**WHAT THE TASK REQUIRES**.
Omit the pictures. Print each entry below exactly.

**MATERIAL TO PROCESS**.

**********

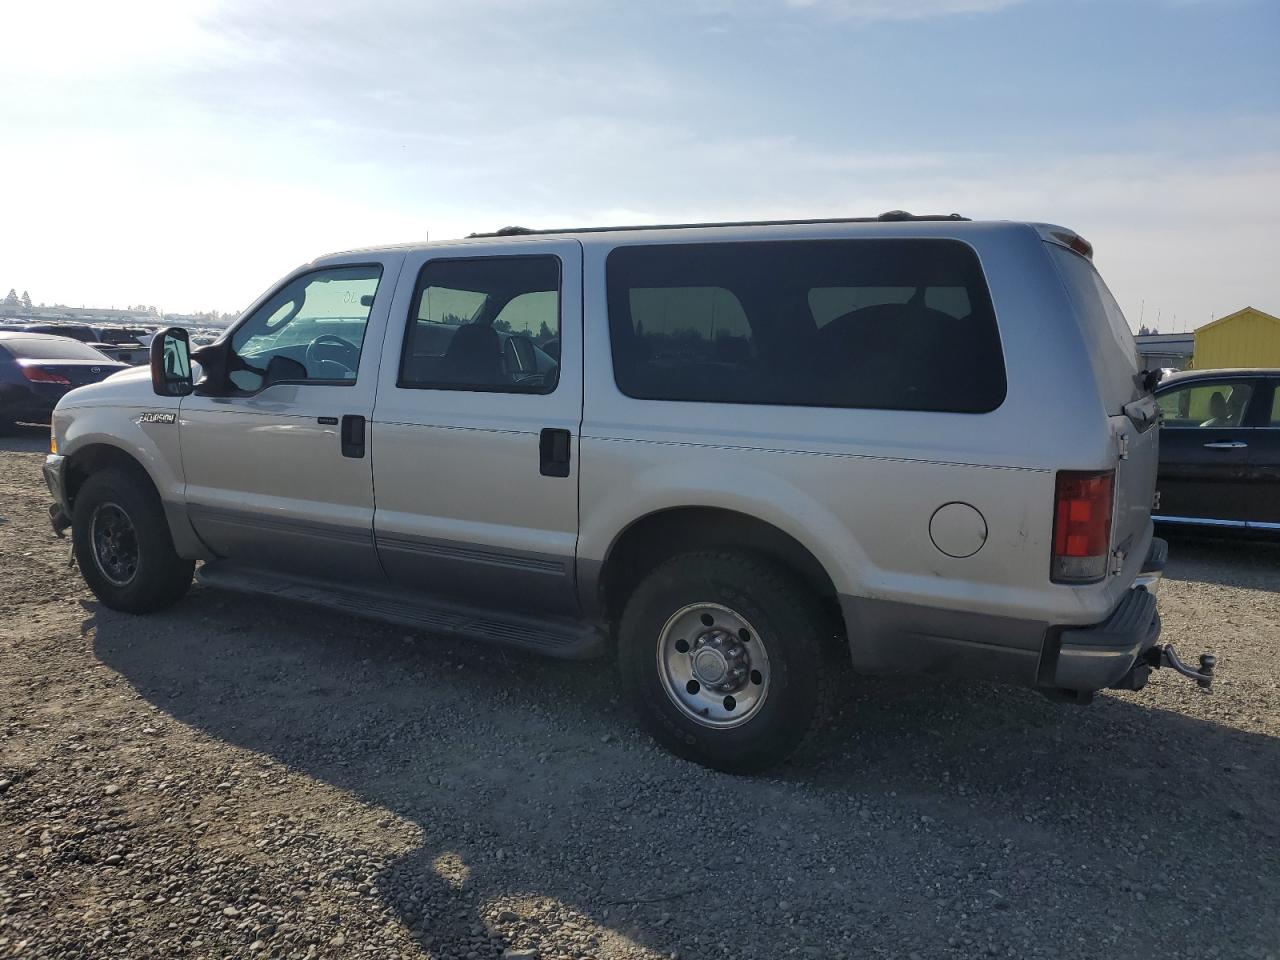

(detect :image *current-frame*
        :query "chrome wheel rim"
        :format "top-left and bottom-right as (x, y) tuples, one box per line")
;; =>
(656, 602), (770, 729)
(90, 502), (139, 587)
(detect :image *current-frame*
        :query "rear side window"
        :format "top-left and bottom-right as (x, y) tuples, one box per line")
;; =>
(399, 256), (561, 394)
(606, 239), (1005, 412)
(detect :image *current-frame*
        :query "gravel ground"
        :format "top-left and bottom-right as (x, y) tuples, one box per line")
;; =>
(1, 422), (1278, 960)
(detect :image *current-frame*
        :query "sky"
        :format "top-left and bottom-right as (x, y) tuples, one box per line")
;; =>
(1, 0), (1277, 330)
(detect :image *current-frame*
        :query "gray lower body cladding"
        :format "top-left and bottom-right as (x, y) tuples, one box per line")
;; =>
(840, 539), (1166, 693)
(839, 595), (1046, 685)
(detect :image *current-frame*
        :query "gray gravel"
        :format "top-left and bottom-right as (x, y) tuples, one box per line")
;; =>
(1, 423), (1278, 960)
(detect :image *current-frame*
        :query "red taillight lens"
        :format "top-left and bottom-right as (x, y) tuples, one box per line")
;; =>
(1052, 470), (1114, 583)
(20, 365), (71, 385)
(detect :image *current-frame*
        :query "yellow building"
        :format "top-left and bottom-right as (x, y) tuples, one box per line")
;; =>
(1191, 306), (1280, 369)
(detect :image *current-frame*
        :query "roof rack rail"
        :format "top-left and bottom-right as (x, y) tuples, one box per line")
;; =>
(466, 211), (969, 239)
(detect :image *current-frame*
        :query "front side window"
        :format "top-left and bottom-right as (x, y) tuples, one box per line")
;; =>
(399, 256), (560, 393)
(1158, 380), (1255, 428)
(228, 265), (383, 391)
(606, 239), (1006, 412)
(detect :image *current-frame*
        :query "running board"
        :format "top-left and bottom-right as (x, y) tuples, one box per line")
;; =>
(196, 561), (607, 659)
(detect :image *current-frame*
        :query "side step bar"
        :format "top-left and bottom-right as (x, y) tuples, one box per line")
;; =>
(196, 561), (608, 659)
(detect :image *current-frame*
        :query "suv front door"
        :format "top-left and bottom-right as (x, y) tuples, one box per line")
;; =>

**********

**WRITTEN ANSWER**.
(detect :image *current-frame*
        :query "chrome wheel rim"
        :format "top-left and bottom-right as (x, y) tuples, one box per line")
;; =>
(656, 602), (770, 729)
(90, 502), (139, 587)
(detect :image *current-frame*
        :query "rear side window"
        :format "top-left and bottom-right as (x, y) tuples, one box per line")
;; =>
(399, 256), (561, 394)
(606, 239), (1005, 412)
(detect :image *current-frame*
        :query "gravel ground"
        :format "top-left and bottom-right as (x, y) tuples, one box per line")
;; =>
(1, 422), (1278, 960)
(detect :image *current-frame*
        :query "sky"
        :format "top-left and bottom-right as (x, y) tuples, one box per line")
;; =>
(1, 0), (1277, 330)
(detect :image *current-frame*
        :query "gray lower body cladding"
        :format "top-left and bottom-right as (x, y) tuples, one box per line")
;; =>
(840, 539), (1166, 693)
(839, 595), (1046, 685)
(detect :image *current-frame*
        :query "gray gravel"
        :format "top-left and bottom-right as (x, y) tuples, one box per line")
;; =>
(1, 423), (1278, 960)
(detect :image *current-frame*
        :query "red taillight lens"
        :format "top-left and bottom-right as (x, y) tuples, one box per line")
;; =>
(1052, 470), (1114, 583)
(20, 365), (71, 385)
(detect :image *current-frame*
        :query "yellow building"
        :format "top-left and bottom-right as (x, y) tuples, one box per line")
;; =>
(1191, 306), (1280, 369)
(detect :image *current-frame*
        :query "roof rack rail"
        :format "top-left and bottom-right as (x, y) tuples, one box per line")
;; =>
(466, 211), (969, 239)
(detect :image *current-frame*
        :query "front side window"
        :format "top-left and bottom-right as (x, y) tuples, one box per line")
;; =>
(399, 256), (560, 393)
(1158, 380), (1255, 428)
(228, 265), (383, 391)
(606, 239), (1006, 412)
(detect :image *current-frame*
        :query "running board"
        :format "top-left and bottom-right as (x, y) tuples, one box per line")
;; =>
(196, 561), (607, 659)
(detect :image *current-frame*
        :query "side step bar"
        :format "top-left and bottom-right as (x, y) tuples, one box per line")
;; =>
(196, 561), (608, 659)
(detect :image *current-frame*
        :query "suv front door"
        :format "top-left and bottom-right as (x, y) tuples, one box per line")
;; =>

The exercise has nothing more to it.